• Источник:
Когда пришла очередь казнить пятерых товарищей Сулимы, и они стояли уже на эшафоте, коронный канцлер, Фома Замойский, выпросил у короля помилование одному из них Павлу Михновичу Буту, иначе Павлюку. По рассчету ли, или по наследственной терпимости, действовал сын знаменитого Яна Замойского, но он сделал такую же ошибку, пощадивши Павлюка, как и Острожский, помиловав Косинского. Вернувшись на родину Бут [48], или Павлюк, поступил по пословице о волке, который никогда не перестает смотреть в лес. Он сделался ватажком выписчиков и возмутителем реестровиков.

Между тем казнь, от которой спасло его ходатайство коронного канцлера, послужила украинским летописцам темою для сочинения публичной инквизиции над мнимыми героями национальной свободы. Сами ли Павлюки сочиняли варшавские ужасы, или им служили своею грамотностью озлобленные попы и монахи, только в Малороссии, вместе с казацкими бунтами совершалась революция мнений, имевшая гибельное влияние на судьбу её обитателей, к какому бы вероисповеданию они ни принадлежали.

Наша малорусская нация, в целом своем составе, очутилась тогда в Польском государстве между двух противоположных течений. Верхнее увлекало ее к западу, нижнее — к востоку, и в обоих течениях участвовали люди, усвоившие иезуитскую манеру морочить общество. Но мороченье современников, с одной стороны, посредством выдумок в пользу папства, а с другой — посредством басен, ложных слухов и представления казацких разбоев войною за веру, служит потомству объяснением событий, в силу которых совершилось .

• Задание A:
Воспроизведите фрагмент источника дословно: от слов «Наша малорусская нация, в» до слов «которых совершилось .» включительно.

• Исходные данные:
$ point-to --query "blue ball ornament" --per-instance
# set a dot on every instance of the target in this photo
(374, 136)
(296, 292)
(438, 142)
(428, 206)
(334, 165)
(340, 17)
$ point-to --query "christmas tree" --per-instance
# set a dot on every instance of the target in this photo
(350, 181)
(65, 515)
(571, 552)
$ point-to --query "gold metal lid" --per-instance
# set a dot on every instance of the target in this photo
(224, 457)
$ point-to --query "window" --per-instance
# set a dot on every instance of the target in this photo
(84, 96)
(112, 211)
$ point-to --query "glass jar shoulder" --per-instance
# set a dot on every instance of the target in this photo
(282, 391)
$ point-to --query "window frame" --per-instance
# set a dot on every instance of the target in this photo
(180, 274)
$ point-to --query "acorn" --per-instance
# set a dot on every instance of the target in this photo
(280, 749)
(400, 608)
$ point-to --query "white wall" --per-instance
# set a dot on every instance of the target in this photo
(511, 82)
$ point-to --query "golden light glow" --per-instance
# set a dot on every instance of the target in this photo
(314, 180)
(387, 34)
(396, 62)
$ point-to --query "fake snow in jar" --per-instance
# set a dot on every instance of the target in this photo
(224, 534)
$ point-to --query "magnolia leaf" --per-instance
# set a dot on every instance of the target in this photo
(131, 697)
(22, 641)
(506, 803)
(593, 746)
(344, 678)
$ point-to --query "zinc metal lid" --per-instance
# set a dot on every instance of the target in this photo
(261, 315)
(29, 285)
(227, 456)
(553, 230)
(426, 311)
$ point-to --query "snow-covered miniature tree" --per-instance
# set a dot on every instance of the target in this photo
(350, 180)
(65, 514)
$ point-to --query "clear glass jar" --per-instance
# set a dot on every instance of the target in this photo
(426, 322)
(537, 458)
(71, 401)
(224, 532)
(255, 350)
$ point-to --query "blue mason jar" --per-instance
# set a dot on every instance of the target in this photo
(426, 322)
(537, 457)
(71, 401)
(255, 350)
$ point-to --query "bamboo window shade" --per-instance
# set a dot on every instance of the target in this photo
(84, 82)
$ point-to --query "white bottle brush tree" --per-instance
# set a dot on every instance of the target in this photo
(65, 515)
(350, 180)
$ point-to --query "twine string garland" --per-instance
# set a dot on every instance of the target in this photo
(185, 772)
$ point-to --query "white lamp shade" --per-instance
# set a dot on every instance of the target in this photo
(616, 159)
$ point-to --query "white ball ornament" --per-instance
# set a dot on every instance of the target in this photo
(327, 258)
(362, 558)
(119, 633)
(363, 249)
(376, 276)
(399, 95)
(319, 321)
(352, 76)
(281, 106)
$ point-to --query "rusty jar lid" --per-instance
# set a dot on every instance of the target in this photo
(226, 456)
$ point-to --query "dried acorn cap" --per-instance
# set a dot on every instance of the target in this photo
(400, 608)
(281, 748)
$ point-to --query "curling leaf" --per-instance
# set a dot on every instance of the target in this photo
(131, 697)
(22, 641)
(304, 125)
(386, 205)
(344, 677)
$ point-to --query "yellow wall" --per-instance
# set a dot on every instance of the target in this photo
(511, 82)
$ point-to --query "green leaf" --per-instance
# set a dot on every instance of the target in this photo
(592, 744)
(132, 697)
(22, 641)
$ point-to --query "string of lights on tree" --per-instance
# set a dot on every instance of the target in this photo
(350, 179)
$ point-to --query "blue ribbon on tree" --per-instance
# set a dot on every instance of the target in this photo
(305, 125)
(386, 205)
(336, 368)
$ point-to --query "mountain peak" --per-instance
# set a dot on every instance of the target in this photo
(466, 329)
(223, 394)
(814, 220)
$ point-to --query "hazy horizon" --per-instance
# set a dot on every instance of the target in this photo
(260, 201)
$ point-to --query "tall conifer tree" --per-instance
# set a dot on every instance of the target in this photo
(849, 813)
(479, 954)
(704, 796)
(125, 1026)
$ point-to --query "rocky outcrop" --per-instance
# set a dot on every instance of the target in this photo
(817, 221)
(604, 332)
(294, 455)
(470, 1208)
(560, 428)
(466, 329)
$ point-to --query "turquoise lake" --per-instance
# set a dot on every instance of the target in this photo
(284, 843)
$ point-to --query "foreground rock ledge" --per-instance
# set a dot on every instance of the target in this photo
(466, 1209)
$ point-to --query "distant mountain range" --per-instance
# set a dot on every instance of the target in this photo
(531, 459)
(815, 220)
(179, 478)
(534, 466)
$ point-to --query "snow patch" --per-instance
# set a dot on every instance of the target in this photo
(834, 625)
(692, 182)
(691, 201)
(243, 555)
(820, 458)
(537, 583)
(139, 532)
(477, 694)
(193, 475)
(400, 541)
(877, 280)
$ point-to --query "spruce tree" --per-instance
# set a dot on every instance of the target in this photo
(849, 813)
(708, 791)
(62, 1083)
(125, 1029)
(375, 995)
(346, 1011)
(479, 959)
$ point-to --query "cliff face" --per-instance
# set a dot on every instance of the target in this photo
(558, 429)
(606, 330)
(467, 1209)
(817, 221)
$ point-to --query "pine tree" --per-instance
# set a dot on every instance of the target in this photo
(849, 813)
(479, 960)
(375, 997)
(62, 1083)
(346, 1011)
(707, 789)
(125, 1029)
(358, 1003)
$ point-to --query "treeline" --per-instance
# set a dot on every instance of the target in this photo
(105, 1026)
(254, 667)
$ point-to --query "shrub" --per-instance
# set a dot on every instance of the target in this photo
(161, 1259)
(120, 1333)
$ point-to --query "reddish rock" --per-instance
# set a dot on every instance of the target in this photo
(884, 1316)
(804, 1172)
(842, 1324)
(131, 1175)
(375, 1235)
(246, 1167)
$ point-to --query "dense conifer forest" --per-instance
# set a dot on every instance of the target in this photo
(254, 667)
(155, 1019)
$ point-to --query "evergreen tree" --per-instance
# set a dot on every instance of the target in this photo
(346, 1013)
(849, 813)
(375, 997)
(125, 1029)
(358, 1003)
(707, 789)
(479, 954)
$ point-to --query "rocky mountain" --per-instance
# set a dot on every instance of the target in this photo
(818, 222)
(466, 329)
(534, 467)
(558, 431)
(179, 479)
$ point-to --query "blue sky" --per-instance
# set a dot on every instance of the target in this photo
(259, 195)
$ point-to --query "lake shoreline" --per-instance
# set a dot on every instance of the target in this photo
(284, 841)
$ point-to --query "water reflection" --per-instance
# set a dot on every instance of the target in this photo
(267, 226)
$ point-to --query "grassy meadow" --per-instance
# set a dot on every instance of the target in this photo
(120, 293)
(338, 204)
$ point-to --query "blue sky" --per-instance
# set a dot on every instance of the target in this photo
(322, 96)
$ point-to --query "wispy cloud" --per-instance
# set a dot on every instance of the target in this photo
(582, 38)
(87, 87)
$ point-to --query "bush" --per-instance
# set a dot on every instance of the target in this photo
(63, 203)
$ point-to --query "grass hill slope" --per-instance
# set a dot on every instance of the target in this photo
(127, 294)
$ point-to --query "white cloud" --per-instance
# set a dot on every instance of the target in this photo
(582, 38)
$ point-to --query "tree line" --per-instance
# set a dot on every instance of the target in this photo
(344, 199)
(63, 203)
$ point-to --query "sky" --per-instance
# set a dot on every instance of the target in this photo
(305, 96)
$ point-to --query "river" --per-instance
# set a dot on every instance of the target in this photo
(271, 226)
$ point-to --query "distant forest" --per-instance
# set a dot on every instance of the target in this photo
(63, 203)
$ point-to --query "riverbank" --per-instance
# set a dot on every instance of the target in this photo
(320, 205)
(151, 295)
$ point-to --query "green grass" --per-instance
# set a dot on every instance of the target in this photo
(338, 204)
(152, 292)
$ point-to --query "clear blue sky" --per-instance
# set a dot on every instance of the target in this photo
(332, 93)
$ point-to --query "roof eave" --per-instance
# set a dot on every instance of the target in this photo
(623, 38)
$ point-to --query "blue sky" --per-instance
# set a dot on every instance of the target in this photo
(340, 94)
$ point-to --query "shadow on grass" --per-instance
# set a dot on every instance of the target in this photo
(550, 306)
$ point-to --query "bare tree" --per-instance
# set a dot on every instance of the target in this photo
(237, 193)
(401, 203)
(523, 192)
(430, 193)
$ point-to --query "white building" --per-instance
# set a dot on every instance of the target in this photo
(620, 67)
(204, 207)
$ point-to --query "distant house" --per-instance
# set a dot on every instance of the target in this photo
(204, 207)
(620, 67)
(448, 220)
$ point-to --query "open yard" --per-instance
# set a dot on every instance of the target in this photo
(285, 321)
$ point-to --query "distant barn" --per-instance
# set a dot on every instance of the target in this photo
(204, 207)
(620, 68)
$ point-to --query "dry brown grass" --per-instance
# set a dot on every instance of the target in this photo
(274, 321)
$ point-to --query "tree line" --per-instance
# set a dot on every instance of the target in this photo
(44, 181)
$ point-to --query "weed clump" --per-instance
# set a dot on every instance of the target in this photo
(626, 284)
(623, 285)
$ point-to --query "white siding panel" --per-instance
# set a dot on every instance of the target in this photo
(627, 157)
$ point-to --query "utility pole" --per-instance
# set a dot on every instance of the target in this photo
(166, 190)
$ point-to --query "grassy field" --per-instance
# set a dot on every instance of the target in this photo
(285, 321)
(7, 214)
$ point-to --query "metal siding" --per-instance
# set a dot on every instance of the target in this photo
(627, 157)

• Задание B:
Верните все строки, в которых встречается слово «distant». Регистр учитывается.

• Итоговый ответ A:
Наша малорусская нация, в целом своем составе, очутилась тогда в Польском государстве между двух противоположных течений. Верхнее увлекало ее к западу, нижнее — к востоку, и в обоих течениях участвовали люди, усвоившие иезуитскую манеру морочить общество. Но мороченье современников, с одной стороны, посредством выдумок в пользу папства, а с другой — посредством басен, ложных слухов и представления казацких разбоев войною за веру, служит потомству объяснением событий, в силу которых совершилось .

• Итоговый ответ B:
$ point-to --query "distant mountain range" --per-instance
$ point-to --query "distant forest" --per-instance
$ point-to --query "distant house" --per-instance
$ point-to --query "distant barn" --per-instance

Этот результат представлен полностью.